**Required action:** Reproduce the passage on WHMIS changes word for word, starting with "Summary of changes" and going on through "of the hazard.".

**Reading passage:**
☆ ☆ ☆ ☆ ☆ ☆ ☆

The incorporation of the GHS into WHMIS will bring Canada’s system into line with the hazard communication standard most commonly used by Canada’s key trading partners -and, in particular, with that of the US, whose Hazard Communication Standard (2012) closely aligns with the GHS.

The regulatory changes affect the industries that sell and import workplace hazardous chemicals, the employers and workers who work with workplace hazardous chemicals, and the government bodies that regulate workplace hazardous chemicals.

CWWA has been following the development of these Regulations for quite some time. Impact to our members is expected to be minimal, as the most onerous changes in terms of new labelling practices and other requirements will be for chemical suppliers and importers. However, since our members do work with a wide array of chemicals they will need to update safety information and may need to provide some training to employees.

All suppliers and employers are expected to comply with HPR Requirements by December 1, 2018

Summary of changes to WHMIS

Classification Rules—WHMIS continues to apply to both physical hazards and health hazards groups. Some new classes are added to the classification criteria. Additional hazard classes required under physical hazards include combustible dusts, simple asphyxiants, pyrophoric gases and physical hazards not otherwise classified. New hazard
classes required under health hazards include biohazardous infectious materials and health hazards not otherwise classified. Each hazard class is assigned a category that describes the severity of the hazard.

Supplier Labels—Supplier labels are standardized to include product identifiers, initial supplier identifiers, pictograms, signal words, hazard statements, precautionary statements and supplemental label information. The new WHMIS continues to require bilingual supplier labels.

Safety Data Sheets (SDS)—The GHS-prescribed format for SDS includes 16 sections with specific information requirements. Sections include hazard identification, information on ingredients, first aid measures, accidental release measures, exposure controls, physical and chemical properties and toxicological information.

☆ ☆ ☆ ☆ ☆ ☆ ☆

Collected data
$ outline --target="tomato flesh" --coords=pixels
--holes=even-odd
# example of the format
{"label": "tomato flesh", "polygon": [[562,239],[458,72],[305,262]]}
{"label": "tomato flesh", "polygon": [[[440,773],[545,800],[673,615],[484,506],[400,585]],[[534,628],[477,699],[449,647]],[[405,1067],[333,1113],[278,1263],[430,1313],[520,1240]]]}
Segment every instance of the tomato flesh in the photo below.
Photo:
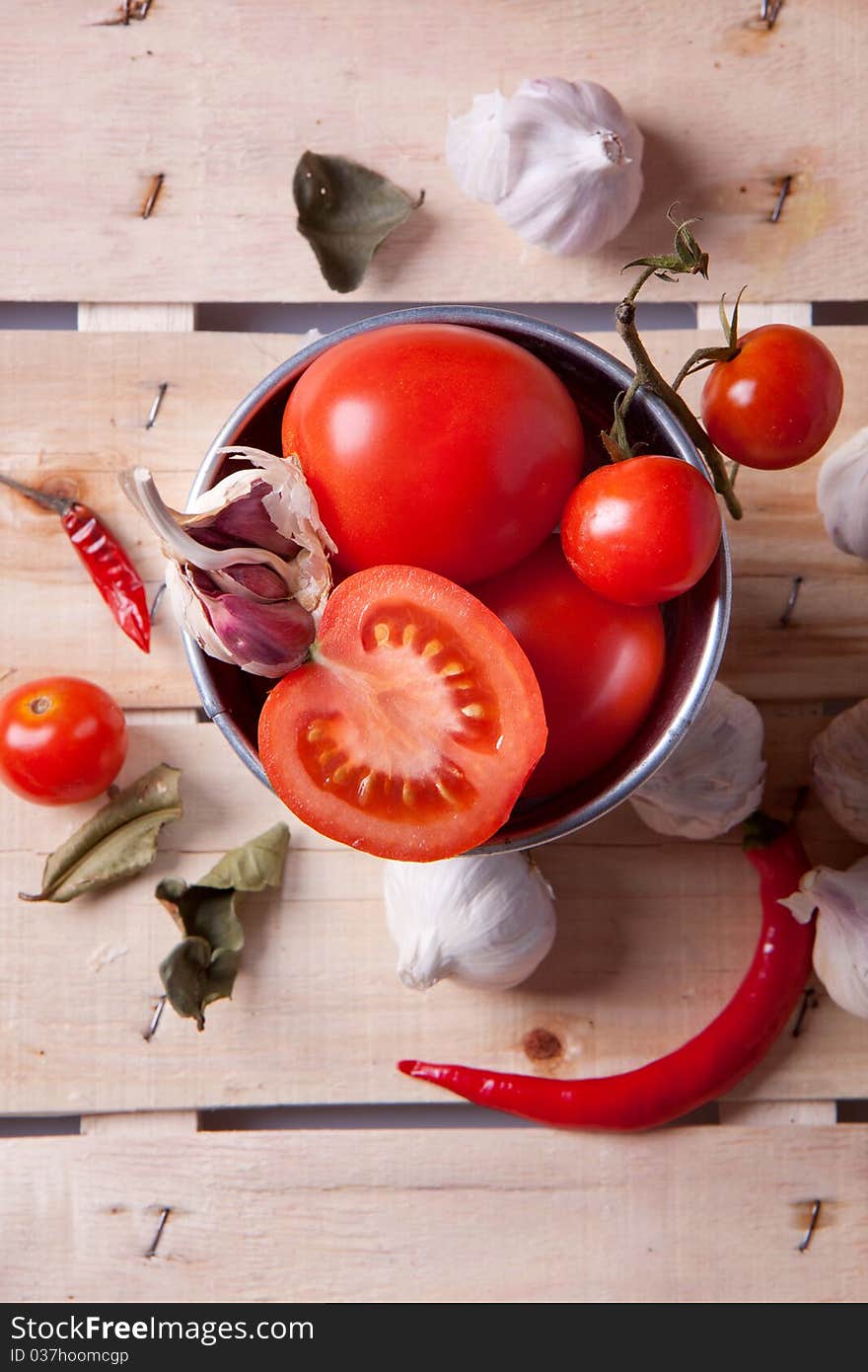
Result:
{"label": "tomato flesh", "polygon": [[0,781],[37,805],[93,800],[126,757],[126,722],[101,686],[44,676],[0,700]]}
{"label": "tomato flesh", "polygon": [[658,605],[695,586],[720,545],[720,509],[705,476],[675,457],[599,466],[561,520],[576,576],[621,605]]}
{"label": "tomato flesh", "polygon": [[702,390],[709,438],[743,466],[805,462],[830,438],[843,403],[841,369],[825,343],[791,324],[765,324],[739,339]]}
{"label": "tomato flesh", "polygon": [[551,532],[584,457],[559,377],[527,348],[455,324],[336,343],[296,381],[282,442],[341,571],[400,563],[461,584]]}
{"label": "tomato flesh", "polygon": [[660,609],[588,590],[557,536],[473,591],[516,635],[543,694],[548,745],[524,793],[557,794],[612,761],[647,718],[665,663]]}
{"label": "tomato flesh", "polygon": [[341,582],[313,660],[259,719],[269,781],[300,819],[420,862],[490,838],[544,741],[539,686],[511,634],[468,591],[414,567]]}

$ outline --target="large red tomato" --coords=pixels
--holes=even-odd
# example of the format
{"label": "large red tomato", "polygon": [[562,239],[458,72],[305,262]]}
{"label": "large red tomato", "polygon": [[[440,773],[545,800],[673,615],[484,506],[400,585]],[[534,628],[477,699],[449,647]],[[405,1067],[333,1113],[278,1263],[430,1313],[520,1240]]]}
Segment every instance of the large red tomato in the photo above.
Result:
{"label": "large red tomato", "polygon": [[466,584],[525,557],[579,480],[581,424],[555,373],[483,329],[396,324],[296,383],[298,453],[343,571],[424,567]]}
{"label": "large red tomato", "polygon": [[313,661],[284,676],[259,719],[262,764],[289,809],[410,862],[491,838],[544,744],[539,686],[513,635],[417,567],[341,582]]}
{"label": "large red tomato", "polygon": [[553,796],[612,761],[660,686],[665,649],[657,605],[595,595],[555,536],[473,593],[516,635],[543,693],[548,745],[525,796]]}
{"label": "large red tomato", "polygon": [[825,343],[791,324],[765,324],[709,372],[702,421],[743,466],[797,466],[820,451],[842,402],[841,369]]}
{"label": "large red tomato", "polygon": [[93,800],[126,757],[119,705],[81,676],[43,676],[0,700],[0,781],[37,805]]}

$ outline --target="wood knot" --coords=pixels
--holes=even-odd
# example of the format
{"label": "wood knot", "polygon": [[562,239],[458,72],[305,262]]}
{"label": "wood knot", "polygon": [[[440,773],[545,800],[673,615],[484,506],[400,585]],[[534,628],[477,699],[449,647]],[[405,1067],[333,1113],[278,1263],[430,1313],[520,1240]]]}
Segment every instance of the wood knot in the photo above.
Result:
{"label": "wood knot", "polygon": [[551,1029],[531,1029],[524,1036],[522,1047],[531,1062],[550,1062],[564,1056],[564,1044]]}

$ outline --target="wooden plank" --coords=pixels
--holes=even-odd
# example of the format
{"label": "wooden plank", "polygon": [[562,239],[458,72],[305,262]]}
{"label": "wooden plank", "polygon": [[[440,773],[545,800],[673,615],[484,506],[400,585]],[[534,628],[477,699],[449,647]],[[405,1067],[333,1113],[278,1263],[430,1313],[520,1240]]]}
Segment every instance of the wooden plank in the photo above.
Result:
{"label": "wooden plank", "polygon": [[[805,779],[819,709],[768,707],[767,804],[786,814]],[[45,852],[89,807],[34,811],[0,794],[0,1111],[51,1114],[196,1110],[274,1103],[436,1102],[451,1096],[395,1070],[400,1056],[531,1072],[524,1040],[562,1044],[540,1070],[617,1072],[673,1048],[730,997],[757,937],[756,878],[738,837],[672,842],[629,807],[539,851],[558,896],[558,937],[525,986],[483,993],[442,984],[403,988],[385,932],[381,863],[289,819],[280,897],[244,900],[244,966],[232,1003],[206,1032],[166,1010],[145,1043],[160,992],[158,965],[177,940],[154,886],[195,881],[215,856],[289,818],[244,771],[213,724],[132,724],[129,779],[158,760],[184,770],[184,819],[160,838],[151,870],[70,906],[21,906]],[[815,860],[860,852],[819,805],[802,830]],[[629,1007],[628,1013],[625,1007]],[[860,1098],[861,1021],[821,999],[798,1040],[780,1039],[738,1099]]]}
{"label": "wooden plank", "polygon": [[[292,167],[311,145],[428,192],[359,298],[614,299],[624,262],[668,247],[673,200],[703,217],[713,262],[708,283],[682,283],[682,299],[714,300],[743,281],[757,299],[865,298],[853,193],[867,162],[864,8],[790,4],[771,33],[757,8],[706,5],[687,30],[668,0],[624,0],[617,22],[570,0],[465,0],[446,11],[411,0],[303,10],[248,0],[243,22],[237,5],[213,4],[206,33],[189,5],[99,26],[111,0],[5,0],[0,196],[14,213],[0,224],[0,298],[325,299],[291,199]],[[511,92],[548,73],[607,85],[646,134],[640,211],[591,257],[525,247],[461,195],[444,165],[448,114],[476,92]],[[784,176],[791,193],[772,225]]]}
{"label": "wooden plank", "polygon": [[[832,446],[868,424],[868,329],[817,329],[841,358],[847,384]],[[614,333],[592,340],[623,353]],[[672,375],[713,333],[649,335]],[[125,466],[145,464],[166,497],[181,505],[192,475],[228,412],[296,347],[288,335],[0,333],[0,465],[22,480],[74,491],[101,510],[130,549],[154,591],[159,549],[117,486]],[[158,386],[169,383],[156,424],[145,428]],[[701,377],[686,395],[698,399]],[[277,443],[277,436],[276,440]],[[825,536],[815,505],[823,457],[788,472],[739,475],[747,510],[730,525],[735,606],[725,675],[761,698],[856,697],[868,689],[865,568]],[[195,687],[165,612],[149,659],[114,631],[91,594],[55,517],[16,497],[0,499],[0,676],[10,685],[56,668],[93,675],[125,705],[195,705]],[[793,576],[797,613],[777,620]],[[62,606],[62,609],[59,609]],[[786,652],[782,646],[786,643]]]}
{"label": "wooden plank", "polygon": [[[167,1166],[162,1139],[134,1151],[111,1139],[4,1140],[0,1298],[864,1301],[867,1146],[860,1125],[638,1139],[206,1133]],[[815,1199],[819,1224],[801,1253]]]}
{"label": "wooden plank", "polygon": [[768,1128],[788,1124],[835,1124],[834,1100],[721,1100],[720,1122]]}

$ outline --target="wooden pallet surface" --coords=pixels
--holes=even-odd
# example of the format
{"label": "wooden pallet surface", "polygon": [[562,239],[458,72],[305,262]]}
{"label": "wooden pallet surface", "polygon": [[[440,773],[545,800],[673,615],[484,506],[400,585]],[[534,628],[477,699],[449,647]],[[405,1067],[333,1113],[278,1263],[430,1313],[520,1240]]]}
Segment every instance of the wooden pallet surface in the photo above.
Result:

☆ ☆ ☆ ☆ ☆ ☆ ☆

**Exercise response:**
Summary of changes to WHMIS

Classification Rules—WHMIS continues to apply to both physical hazards and health hazards groups. Some new classes are added to the classification criteria. Additional hazard classes required under physical hazards include combustible dusts, simple asphyxiants, pyrophoric gases and physical hazards not otherwise classified. New hazard
classes required under health hazards include biohazardous infectious materials and health hazards not otherwise classified. Each hazard class is assigned a category that describes the severity of the hazard.